** start **

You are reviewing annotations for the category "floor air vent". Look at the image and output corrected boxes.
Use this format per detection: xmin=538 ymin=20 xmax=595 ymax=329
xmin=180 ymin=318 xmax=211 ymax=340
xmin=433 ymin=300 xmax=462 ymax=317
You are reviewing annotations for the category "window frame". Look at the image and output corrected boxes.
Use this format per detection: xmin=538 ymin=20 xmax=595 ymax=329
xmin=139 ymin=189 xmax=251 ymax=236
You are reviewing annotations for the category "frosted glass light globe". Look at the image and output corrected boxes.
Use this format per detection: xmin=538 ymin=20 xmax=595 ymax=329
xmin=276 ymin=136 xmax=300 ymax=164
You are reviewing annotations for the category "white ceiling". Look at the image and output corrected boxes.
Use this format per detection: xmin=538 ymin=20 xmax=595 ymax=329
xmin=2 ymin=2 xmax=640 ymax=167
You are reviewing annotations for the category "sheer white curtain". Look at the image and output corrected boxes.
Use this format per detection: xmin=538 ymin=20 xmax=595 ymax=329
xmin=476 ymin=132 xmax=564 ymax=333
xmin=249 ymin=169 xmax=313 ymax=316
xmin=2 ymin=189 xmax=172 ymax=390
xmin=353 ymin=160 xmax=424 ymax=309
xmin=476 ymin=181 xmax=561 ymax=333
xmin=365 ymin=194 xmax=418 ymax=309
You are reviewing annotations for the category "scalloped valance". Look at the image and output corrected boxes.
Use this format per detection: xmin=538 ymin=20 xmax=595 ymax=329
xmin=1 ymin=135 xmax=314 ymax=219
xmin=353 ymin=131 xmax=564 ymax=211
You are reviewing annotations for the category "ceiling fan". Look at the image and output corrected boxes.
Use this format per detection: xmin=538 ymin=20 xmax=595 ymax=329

** end **

Copy the data verbatim, starting from its first line and ending with the line that contains "xmin=276 ymin=136 xmax=300 ymax=164".

### SOLUTION TO THIS TASK
You are reviewing annotations for the category "floor air vent". Look at the image and output corrected boxes.
Use this format per detection: xmin=538 ymin=20 xmax=595 ymax=329
xmin=180 ymin=318 xmax=211 ymax=340
xmin=433 ymin=300 xmax=462 ymax=317
You are reviewing annotations for the category "window frame". Look at the image and output corrected boxes.
Use this format per detection: xmin=538 ymin=20 xmax=595 ymax=329
xmin=139 ymin=189 xmax=251 ymax=236
You are reviewing annotations for the category "frosted glass light globe". Look at the image and output corrected boxes.
Use this format per detection: xmin=538 ymin=20 xmax=595 ymax=329
xmin=276 ymin=136 xmax=300 ymax=164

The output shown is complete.